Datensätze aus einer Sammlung
>>>

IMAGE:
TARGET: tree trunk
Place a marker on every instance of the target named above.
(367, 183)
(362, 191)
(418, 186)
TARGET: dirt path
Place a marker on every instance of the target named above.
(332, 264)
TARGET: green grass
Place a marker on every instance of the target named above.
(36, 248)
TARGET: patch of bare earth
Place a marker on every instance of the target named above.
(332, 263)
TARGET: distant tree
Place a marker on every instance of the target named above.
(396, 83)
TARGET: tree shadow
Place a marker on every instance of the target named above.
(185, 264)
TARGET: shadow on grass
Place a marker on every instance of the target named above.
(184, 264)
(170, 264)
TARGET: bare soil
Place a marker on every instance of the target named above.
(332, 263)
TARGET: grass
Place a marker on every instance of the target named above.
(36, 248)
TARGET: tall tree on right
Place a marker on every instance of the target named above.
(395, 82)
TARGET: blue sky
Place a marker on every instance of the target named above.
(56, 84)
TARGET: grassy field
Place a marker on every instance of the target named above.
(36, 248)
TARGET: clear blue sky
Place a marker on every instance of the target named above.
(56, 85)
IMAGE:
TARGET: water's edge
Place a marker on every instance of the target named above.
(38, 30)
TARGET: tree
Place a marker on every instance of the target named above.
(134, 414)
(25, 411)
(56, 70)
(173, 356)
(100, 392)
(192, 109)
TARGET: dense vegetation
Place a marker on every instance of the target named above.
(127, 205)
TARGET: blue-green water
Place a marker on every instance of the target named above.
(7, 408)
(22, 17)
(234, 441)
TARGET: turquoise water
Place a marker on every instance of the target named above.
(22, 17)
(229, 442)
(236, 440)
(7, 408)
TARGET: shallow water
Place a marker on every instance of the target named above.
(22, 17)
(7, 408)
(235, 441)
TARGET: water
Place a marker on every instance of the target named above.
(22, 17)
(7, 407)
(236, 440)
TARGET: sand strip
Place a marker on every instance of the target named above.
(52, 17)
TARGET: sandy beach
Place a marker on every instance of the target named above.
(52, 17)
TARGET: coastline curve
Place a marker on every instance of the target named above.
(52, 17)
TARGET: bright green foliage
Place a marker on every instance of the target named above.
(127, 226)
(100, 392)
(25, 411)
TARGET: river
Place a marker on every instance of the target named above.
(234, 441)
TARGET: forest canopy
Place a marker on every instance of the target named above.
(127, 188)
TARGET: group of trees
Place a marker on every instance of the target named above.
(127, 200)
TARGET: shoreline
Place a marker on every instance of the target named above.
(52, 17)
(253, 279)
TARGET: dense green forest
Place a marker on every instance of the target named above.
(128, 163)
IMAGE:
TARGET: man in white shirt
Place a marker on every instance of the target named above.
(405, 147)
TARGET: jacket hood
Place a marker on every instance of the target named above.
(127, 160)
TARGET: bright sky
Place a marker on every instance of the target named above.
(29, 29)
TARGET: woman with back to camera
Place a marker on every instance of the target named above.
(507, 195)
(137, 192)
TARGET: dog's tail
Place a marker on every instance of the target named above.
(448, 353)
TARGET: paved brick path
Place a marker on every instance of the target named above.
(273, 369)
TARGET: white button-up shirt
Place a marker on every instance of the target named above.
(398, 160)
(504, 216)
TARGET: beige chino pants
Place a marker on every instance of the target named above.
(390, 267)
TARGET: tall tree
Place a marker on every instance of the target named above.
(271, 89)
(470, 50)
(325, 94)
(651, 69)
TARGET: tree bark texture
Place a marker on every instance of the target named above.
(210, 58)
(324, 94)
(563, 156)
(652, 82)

<<<

Schreibe sämtliche Datensätze oben zeilengetreu und ohne jede Änderung ab.

IMAGE:
TARGET: tree trunk
Place a marker on every instance of the target named above.
(367, 183)
(362, 191)
(418, 186)
TARGET: dirt path
Place a marker on every instance of the target named above.
(332, 264)
TARGET: green grass
Place a marker on every instance of the target named above.
(36, 248)
TARGET: patch of bare earth
Place a marker on every instance of the target named above.
(332, 263)
TARGET: distant tree
Place a marker on every instance of the target named above.
(396, 83)
TARGET: tree shadow
Place a marker on every instance of the target named above.
(185, 264)
TARGET: shadow on grass
Place a marker on every instance of the target named above.
(184, 264)
(170, 264)
TARGET: bare soil
Place a marker on every instance of the target named above.
(332, 263)
TARGET: grass
Place a marker on every instance of the target named above.
(36, 248)
TARGET: tall tree on right
Place a marker on every instance of the target named above.
(395, 82)
TARGET: blue sky
Place a marker on every instance of the target named above.
(56, 84)
TARGET: grassy field
Place a marker on every instance of the target named above.
(36, 248)
TARGET: clear blue sky
Place a marker on every instance of the target named above.
(56, 85)
IMAGE:
TARGET: water's edge
Place a marker on every instance of the target named above.
(38, 30)
TARGET: tree
Place a marker on every instance of the target named above.
(134, 414)
(25, 411)
(56, 70)
(173, 356)
(100, 392)
(192, 109)
TARGET: dense vegetation
Place a marker on every instance of the target named above.
(127, 205)
TARGET: blue-green water
Place a marker on every instance of the target named above.
(7, 408)
(22, 17)
(234, 441)
TARGET: turquoise water
Place a marker on every instance of the target named above.
(22, 17)
(229, 442)
(236, 440)
(7, 408)
TARGET: shallow water
Place a marker on every instance of the target named above.
(22, 17)
(7, 408)
(235, 441)
TARGET: water
Place a marker on every instance of the target named above.
(22, 17)
(7, 407)
(236, 440)
TARGET: sand strip
Place a marker on every instance of the target named above.
(52, 17)
TARGET: sandy beach
Place a marker on every instance of the target named above.
(52, 17)
TARGET: coastline curve
Place a marker on every instance of the target named above.
(52, 17)
TARGET: bright green foliage
Place a marker on every instance of the target named above.
(127, 226)
(100, 392)
(25, 411)
TARGET: river
Place a marker on every instance of the target named above.
(234, 441)
TARGET: forest canopy
Place a marker on every instance of the target named above.
(127, 188)
TARGET: group of trees
Place a marker on every instance of the target named above.
(127, 200)
TARGET: shoreline
Place a marker on every instance of the target named above.
(52, 17)
(253, 279)
TARGET: dense green forest
Place a marker on every instance of the target named above.
(128, 163)
IMAGE:
TARGET: man in white shirt
Place a marker on every instance of the target named above.
(405, 147)
TARGET: jacket hood
Place a marker on every instance of the target named above.
(127, 160)
TARGET: bright sky
Place a marker on every instance of the target named above.
(29, 29)
TARGET: woman with back to camera
Place a marker on every instance of the target named above.
(507, 195)
(137, 192)
TARGET: dog's tail
Place a marker on every instance of the target named above.
(448, 353)
TARGET: paved brick path
Place a marker on every instance of the target named above.
(273, 369)
TARGET: white button-up shirt
Place a marker on every instance of the target named above.
(398, 160)
(504, 216)
TARGET: beige chino pants
Place a marker on every instance of the target named above.
(390, 267)
TARGET: tall tree
Place a marker on every instance of the target named above.
(271, 89)
(470, 50)
(325, 94)
(651, 69)
TARGET: tree bark texture
Place a marker on every instance of the target named above.
(210, 58)
(324, 94)
(563, 156)
(652, 82)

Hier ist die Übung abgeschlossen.